Recast the lines of the material below as a JSON list of strings, one string per line with blank lines omitted, beginning at the line that contains "identify each steel" and stopping after the line that contains "top-left (457, 746), bottom-right (697, 914)".
* BEGIN Dataset records *
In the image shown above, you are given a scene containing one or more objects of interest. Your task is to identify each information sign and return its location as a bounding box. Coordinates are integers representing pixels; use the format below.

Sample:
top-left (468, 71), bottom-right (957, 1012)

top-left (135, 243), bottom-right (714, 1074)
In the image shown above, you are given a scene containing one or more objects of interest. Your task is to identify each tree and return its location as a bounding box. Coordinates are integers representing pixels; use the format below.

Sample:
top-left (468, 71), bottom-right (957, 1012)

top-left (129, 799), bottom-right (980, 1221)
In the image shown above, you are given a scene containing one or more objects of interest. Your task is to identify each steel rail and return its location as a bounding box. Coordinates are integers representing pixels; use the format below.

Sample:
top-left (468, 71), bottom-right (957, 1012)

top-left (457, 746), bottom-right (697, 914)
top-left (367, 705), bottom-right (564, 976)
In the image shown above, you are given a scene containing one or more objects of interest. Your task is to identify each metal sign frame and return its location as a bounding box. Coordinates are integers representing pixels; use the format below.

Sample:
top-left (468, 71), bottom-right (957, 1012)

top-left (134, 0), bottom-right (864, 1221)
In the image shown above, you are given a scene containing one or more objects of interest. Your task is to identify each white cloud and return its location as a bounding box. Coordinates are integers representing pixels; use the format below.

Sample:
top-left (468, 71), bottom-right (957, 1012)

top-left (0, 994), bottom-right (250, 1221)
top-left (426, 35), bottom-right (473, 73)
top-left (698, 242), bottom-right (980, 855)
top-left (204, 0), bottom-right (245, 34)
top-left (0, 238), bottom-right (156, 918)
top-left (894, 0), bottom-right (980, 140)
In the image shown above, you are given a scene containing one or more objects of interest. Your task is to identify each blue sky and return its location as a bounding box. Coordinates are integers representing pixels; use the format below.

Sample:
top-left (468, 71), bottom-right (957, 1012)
* END Dataset records *
__Worked solution__
[
  "In the image shown above, you are given a scene containing one or more objects of interest. Your task is to identify each steel rail and return its location as a bounding box. Coordinates are integers representing pixels; use the format below.",
  "Sample:",
  "top-left (468, 71), bottom-right (957, 1012)",
  "top-left (457, 746), bottom-right (697, 914)"
]